BEGIN EXTRACTED DATA

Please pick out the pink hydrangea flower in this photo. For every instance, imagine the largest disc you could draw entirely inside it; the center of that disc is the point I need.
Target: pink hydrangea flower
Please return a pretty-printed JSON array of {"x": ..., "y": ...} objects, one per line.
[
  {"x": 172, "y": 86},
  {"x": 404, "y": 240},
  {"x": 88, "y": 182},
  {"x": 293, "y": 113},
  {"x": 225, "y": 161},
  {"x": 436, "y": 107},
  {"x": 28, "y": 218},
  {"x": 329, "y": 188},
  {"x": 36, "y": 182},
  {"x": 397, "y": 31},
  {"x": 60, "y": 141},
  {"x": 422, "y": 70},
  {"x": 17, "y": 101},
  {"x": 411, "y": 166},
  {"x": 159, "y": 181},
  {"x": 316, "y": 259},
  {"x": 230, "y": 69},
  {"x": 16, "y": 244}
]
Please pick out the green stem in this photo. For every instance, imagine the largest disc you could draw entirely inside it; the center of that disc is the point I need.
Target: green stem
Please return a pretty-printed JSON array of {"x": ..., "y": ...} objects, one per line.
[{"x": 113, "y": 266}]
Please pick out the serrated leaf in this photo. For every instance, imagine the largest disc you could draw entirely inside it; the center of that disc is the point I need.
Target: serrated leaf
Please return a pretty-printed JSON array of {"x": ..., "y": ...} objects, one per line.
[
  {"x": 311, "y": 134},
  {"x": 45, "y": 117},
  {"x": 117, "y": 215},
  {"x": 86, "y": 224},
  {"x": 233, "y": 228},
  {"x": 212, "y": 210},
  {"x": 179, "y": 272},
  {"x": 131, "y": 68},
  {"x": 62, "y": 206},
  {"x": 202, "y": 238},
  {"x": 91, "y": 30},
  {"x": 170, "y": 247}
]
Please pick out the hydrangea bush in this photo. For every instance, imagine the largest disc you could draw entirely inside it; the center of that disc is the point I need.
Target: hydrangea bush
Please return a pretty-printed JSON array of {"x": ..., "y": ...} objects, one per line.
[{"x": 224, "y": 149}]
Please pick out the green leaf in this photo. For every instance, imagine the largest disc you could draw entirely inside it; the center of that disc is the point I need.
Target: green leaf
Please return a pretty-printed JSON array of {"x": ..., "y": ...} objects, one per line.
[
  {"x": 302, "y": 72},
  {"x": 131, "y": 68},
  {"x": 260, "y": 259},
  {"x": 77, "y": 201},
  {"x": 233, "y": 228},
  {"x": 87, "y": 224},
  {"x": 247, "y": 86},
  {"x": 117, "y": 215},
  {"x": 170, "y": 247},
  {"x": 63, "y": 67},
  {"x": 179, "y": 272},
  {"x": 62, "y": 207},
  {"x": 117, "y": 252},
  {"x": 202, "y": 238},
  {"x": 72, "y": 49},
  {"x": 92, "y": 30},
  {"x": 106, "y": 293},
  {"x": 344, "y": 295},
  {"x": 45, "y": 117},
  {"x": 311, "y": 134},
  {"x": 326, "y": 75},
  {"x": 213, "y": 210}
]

END EXTRACTED DATA

◆ **REQUIRED ACTION**:
Print exactly, and only, the lines beginning at the top of the listing and ending at the line with "Target: green leaf".

◆ **RESULT OF THE TASK**:
Please pick out the pink hydrangea flower in this photo. For every instance, imagine the largest disc you could draw entirely inside it; the center of that disc is the point I need.
Target: pink hydrangea flower
Please return a pretty-printed JSON array of {"x": ..., "y": ...} objects, one per line.
[
  {"x": 172, "y": 86},
  {"x": 404, "y": 240},
  {"x": 88, "y": 182},
  {"x": 293, "y": 113},
  {"x": 225, "y": 161},
  {"x": 436, "y": 107},
  {"x": 28, "y": 218},
  {"x": 329, "y": 188},
  {"x": 36, "y": 182},
  {"x": 397, "y": 31},
  {"x": 60, "y": 141},
  {"x": 422, "y": 70},
  {"x": 17, "y": 101},
  {"x": 411, "y": 166},
  {"x": 159, "y": 181},
  {"x": 316, "y": 259},
  {"x": 230, "y": 69},
  {"x": 16, "y": 244}
]
Please pick out the green stem in this photo. For every instance, imagine the largest disc you could draw entirely inside it; the center of that disc is the point I need.
Target: green stem
Please return a pretty-printed JSON array of {"x": ..., "y": ...} objects, one per line.
[{"x": 113, "y": 266}]
Please pick out the serrated leaf in this photo. For every instance, imagine the largest disc you could draw entirely inside it; the center of that disc is the point I need.
Target: serrated leaf
Please return a pretty-printed JSON array of {"x": ..., "y": ...} objects, one per line.
[
  {"x": 311, "y": 134},
  {"x": 45, "y": 117},
  {"x": 117, "y": 215},
  {"x": 86, "y": 224},
  {"x": 233, "y": 228},
  {"x": 212, "y": 210},
  {"x": 179, "y": 272},
  {"x": 131, "y": 68},
  {"x": 62, "y": 206},
  {"x": 202, "y": 238},
  {"x": 91, "y": 30},
  {"x": 170, "y": 247}
]
Please pick out the hydrangea bush in this photo. For every instance, imagine the largest disc you could draw entirely inside it; the center of that disc is the point I need.
Target: hydrangea bush
Please return a pretty-printed JSON array of {"x": ..., "y": ...} objects, one per line.
[{"x": 224, "y": 149}]
Please pick out the green leaf in this photo. For every instance, imagine the largest disc you could draw entirely inside it; the center of that disc is the point I need.
Target: green leaf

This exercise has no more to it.